Problem details
Check each line of the entries. Copy the ones that contain the string "positive".

Saved entries
%%
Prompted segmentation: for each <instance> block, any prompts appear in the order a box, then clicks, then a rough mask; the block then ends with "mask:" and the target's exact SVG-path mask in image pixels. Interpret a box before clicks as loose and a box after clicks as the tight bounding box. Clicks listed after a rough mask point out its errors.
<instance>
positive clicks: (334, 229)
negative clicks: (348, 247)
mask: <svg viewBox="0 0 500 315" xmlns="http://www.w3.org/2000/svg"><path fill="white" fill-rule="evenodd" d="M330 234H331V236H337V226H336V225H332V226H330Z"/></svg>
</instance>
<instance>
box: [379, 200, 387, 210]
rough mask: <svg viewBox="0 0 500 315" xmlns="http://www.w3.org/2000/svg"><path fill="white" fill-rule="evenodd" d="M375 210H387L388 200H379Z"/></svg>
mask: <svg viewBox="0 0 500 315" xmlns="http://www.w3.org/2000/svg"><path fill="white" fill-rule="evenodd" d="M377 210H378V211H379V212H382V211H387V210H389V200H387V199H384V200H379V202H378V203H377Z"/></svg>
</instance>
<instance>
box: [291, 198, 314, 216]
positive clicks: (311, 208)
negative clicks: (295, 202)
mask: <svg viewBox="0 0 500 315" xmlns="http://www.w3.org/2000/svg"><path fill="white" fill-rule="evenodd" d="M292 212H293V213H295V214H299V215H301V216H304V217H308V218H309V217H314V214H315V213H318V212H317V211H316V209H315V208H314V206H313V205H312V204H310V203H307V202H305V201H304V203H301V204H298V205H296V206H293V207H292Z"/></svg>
%%
Task answer
positive clicks: (334, 229)
positive clicks: (311, 208)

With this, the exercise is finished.